What to produce
Exactness is required throughout. Return every record once more.
***** Record extracts
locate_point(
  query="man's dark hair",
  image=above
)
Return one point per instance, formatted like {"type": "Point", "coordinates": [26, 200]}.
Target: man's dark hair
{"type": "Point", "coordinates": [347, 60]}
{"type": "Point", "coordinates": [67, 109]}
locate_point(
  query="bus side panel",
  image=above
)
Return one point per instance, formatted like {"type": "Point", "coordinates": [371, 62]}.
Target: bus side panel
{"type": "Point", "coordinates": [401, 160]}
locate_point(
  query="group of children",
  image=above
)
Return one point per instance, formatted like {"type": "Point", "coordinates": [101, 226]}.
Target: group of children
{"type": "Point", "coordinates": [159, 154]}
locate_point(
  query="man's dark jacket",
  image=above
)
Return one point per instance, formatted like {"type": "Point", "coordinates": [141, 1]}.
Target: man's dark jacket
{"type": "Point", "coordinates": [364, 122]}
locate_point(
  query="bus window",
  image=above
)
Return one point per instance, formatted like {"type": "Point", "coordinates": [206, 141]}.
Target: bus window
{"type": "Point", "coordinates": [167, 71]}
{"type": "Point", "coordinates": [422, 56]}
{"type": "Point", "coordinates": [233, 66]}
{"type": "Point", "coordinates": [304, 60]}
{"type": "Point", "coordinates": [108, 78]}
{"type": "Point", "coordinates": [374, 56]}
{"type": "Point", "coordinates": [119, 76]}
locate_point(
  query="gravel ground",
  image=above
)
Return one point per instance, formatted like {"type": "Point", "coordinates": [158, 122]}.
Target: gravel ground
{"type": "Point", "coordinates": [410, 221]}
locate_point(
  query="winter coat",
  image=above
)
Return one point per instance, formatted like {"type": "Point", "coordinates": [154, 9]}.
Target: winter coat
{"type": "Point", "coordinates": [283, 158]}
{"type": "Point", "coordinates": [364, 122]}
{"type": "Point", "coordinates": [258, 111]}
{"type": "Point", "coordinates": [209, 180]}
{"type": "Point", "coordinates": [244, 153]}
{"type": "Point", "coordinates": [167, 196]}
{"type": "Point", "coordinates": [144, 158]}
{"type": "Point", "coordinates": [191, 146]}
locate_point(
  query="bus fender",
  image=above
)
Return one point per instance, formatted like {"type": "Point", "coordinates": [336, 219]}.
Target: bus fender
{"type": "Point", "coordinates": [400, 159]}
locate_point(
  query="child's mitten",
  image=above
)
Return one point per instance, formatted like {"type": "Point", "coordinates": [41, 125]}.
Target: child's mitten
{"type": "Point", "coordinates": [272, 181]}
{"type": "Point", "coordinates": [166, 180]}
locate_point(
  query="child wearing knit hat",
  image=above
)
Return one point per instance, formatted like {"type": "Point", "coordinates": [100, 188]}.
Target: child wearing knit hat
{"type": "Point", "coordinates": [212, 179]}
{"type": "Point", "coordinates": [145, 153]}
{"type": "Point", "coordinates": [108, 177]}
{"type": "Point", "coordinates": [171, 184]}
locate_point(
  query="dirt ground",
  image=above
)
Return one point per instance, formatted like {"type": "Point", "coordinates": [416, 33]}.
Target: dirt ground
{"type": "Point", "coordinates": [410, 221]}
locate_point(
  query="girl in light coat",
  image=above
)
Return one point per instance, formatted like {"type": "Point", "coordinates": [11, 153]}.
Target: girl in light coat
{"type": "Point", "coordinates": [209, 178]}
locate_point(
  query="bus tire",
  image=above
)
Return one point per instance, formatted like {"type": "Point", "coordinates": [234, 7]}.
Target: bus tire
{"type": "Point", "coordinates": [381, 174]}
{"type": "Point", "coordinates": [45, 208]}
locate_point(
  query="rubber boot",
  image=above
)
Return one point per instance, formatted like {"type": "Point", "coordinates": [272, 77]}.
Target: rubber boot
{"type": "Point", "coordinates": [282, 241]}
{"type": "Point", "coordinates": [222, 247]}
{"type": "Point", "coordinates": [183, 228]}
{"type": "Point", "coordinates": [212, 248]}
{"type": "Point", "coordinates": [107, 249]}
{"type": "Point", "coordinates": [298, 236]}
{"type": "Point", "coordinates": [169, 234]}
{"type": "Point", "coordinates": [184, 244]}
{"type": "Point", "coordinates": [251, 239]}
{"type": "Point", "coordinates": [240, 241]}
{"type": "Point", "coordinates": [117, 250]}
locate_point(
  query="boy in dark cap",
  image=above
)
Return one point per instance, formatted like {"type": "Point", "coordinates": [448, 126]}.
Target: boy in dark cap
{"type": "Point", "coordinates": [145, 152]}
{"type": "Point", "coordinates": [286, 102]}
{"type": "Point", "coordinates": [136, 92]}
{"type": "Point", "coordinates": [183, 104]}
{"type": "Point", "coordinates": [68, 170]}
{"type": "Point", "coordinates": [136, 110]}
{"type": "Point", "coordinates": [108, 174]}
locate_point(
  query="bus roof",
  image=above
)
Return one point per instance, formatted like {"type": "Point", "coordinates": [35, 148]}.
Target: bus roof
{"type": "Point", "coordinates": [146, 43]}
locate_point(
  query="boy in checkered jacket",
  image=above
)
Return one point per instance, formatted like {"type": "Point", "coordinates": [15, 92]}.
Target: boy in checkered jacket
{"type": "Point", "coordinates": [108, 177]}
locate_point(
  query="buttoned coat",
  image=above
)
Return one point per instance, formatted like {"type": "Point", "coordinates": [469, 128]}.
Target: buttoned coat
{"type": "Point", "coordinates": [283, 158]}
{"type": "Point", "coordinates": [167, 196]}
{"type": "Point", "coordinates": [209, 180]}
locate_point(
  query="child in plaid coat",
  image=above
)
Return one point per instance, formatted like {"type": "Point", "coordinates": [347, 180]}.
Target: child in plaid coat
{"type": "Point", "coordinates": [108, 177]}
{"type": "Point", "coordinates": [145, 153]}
**********
The answer
locate_point(
  query="man's dark hair",
  image=above
)
Return one point per instance, formatted like {"type": "Point", "coordinates": [26, 200]}.
Target: man's dark hair
{"type": "Point", "coordinates": [347, 60]}
{"type": "Point", "coordinates": [67, 109]}
locate_point(
  query="bus side panel",
  image=above
)
Return one point per instance, formatted like {"type": "Point", "coordinates": [371, 62]}.
Target: bus side panel
{"type": "Point", "coordinates": [401, 160]}
locate_point(
  query="group of children",
  image=above
)
Return one point per instance, formatted like {"type": "Point", "coordinates": [101, 226]}.
Target: group of children
{"type": "Point", "coordinates": [159, 154]}
locate_point(
  query="man's dark jacket",
  image=above
)
Return one point per instance, formatted like {"type": "Point", "coordinates": [141, 1]}.
Target: man's dark jacket
{"type": "Point", "coordinates": [364, 122]}
locate_point(
  query="bus window",
  image=above
)
Return one point per instance, formatted like {"type": "Point", "coordinates": [206, 141]}.
Target: bus window
{"type": "Point", "coordinates": [167, 71]}
{"type": "Point", "coordinates": [422, 56]}
{"type": "Point", "coordinates": [233, 66]}
{"type": "Point", "coordinates": [304, 60]}
{"type": "Point", "coordinates": [108, 78]}
{"type": "Point", "coordinates": [374, 56]}
{"type": "Point", "coordinates": [119, 76]}
locate_point(
  query="gravel ground",
  image=above
)
Return one point per instance, formatted like {"type": "Point", "coordinates": [158, 122]}.
Target: gravel ground
{"type": "Point", "coordinates": [410, 221]}
locate_point(
  query="winter coat",
  image=above
)
Return one point per instance, formatted like {"type": "Point", "coordinates": [154, 9]}.
Target: winter coat
{"type": "Point", "coordinates": [283, 158]}
{"type": "Point", "coordinates": [364, 122]}
{"type": "Point", "coordinates": [258, 111]}
{"type": "Point", "coordinates": [209, 180]}
{"type": "Point", "coordinates": [244, 153]}
{"type": "Point", "coordinates": [167, 196]}
{"type": "Point", "coordinates": [144, 158]}
{"type": "Point", "coordinates": [191, 146]}
locate_point(
  query="bus fender",
  image=above
)
Return one point per instance, formatted like {"type": "Point", "coordinates": [336, 219]}.
Target: bus fender
{"type": "Point", "coordinates": [400, 159]}
locate_point(
  query="child's mitten",
  image=above
)
Return one point per instance, formatted like {"type": "Point", "coordinates": [41, 125]}.
Target: child's mitten
{"type": "Point", "coordinates": [272, 181]}
{"type": "Point", "coordinates": [166, 180]}
locate_point(
  query="child wearing knit hat",
  image=above
)
Return one point per instance, formatted like {"type": "Point", "coordinates": [100, 188]}.
Target: child wearing knit hat
{"type": "Point", "coordinates": [212, 179]}
{"type": "Point", "coordinates": [145, 153]}
{"type": "Point", "coordinates": [108, 177]}
{"type": "Point", "coordinates": [171, 184]}
locate_point(
  query="dirt ground",
  image=above
)
Return one point per instance, formatted like {"type": "Point", "coordinates": [416, 33]}.
Target: dirt ground
{"type": "Point", "coordinates": [410, 221]}
locate_point(
  query="girl in light coat",
  image=above
)
Return one point per instance, formatted like {"type": "Point", "coordinates": [11, 153]}.
Target: girl in light coat
{"type": "Point", "coordinates": [209, 178]}
locate_point(
  query="bus tire",
  image=above
)
Return one point per instance, formatted like {"type": "Point", "coordinates": [234, 7]}.
Target: bus tire
{"type": "Point", "coordinates": [381, 174]}
{"type": "Point", "coordinates": [45, 208]}
locate_point(
  query="rubber boot",
  image=above
)
Return one point per instance, formatted like {"type": "Point", "coordinates": [272, 77]}.
Target: rubber boot
{"type": "Point", "coordinates": [282, 241]}
{"type": "Point", "coordinates": [222, 247]}
{"type": "Point", "coordinates": [183, 228]}
{"type": "Point", "coordinates": [212, 248]}
{"type": "Point", "coordinates": [107, 249]}
{"type": "Point", "coordinates": [298, 236]}
{"type": "Point", "coordinates": [169, 234]}
{"type": "Point", "coordinates": [184, 244]}
{"type": "Point", "coordinates": [251, 239]}
{"type": "Point", "coordinates": [240, 241]}
{"type": "Point", "coordinates": [117, 250]}
locate_point(
  query="boy in dark cap",
  image=above
)
Return one point per instance, formatted like {"type": "Point", "coordinates": [448, 126]}.
Target: boy in dark cap
{"type": "Point", "coordinates": [145, 152]}
{"type": "Point", "coordinates": [286, 102]}
{"type": "Point", "coordinates": [136, 92]}
{"type": "Point", "coordinates": [183, 104]}
{"type": "Point", "coordinates": [68, 170]}
{"type": "Point", "coordinates": [136, 110]}
{"type": "Point", "coordinates": [108, 174]}
locate_point(
  query="bus roof",
  image=above
)
Return one point per instance, formatted like {"type": "Point", "coordinates": [35, 148]}.
Target: bus roof
{"type": "Point", "coordinates": [146, 43]}
locate_point(
  query="boy in checkered jacket",
  image=above
)
Return one point per instance, formatted like {"type": "Point", "coordinates": [15, 92]}.
Target: boy in checkered jacket
{"type": "Point", "coordinates": [108, 177]}
locate_point(
  query="buttoned coat",
  image=above
)
Return one point per instance, formatted like {"type": "Point", "coordinates": [469, 128]}.
Target: buttoned coat
{"type": "Point", "coordinates": [283, 158]}
{"type": "Point", "coordinates": [167, 196]}
{"type": "Point", "coordinates": [209, 180]}
locate_point(
  query="child in plaid coat",
  image=above
)
Return one point per instance, formatted like {"type": "Point", "coordinates": [347, 180]}.
Target: child in plaid coat
{"type": "Point", "coordinates": [108, 177]}
{"type": "Point", "coordinates": [145, 153]}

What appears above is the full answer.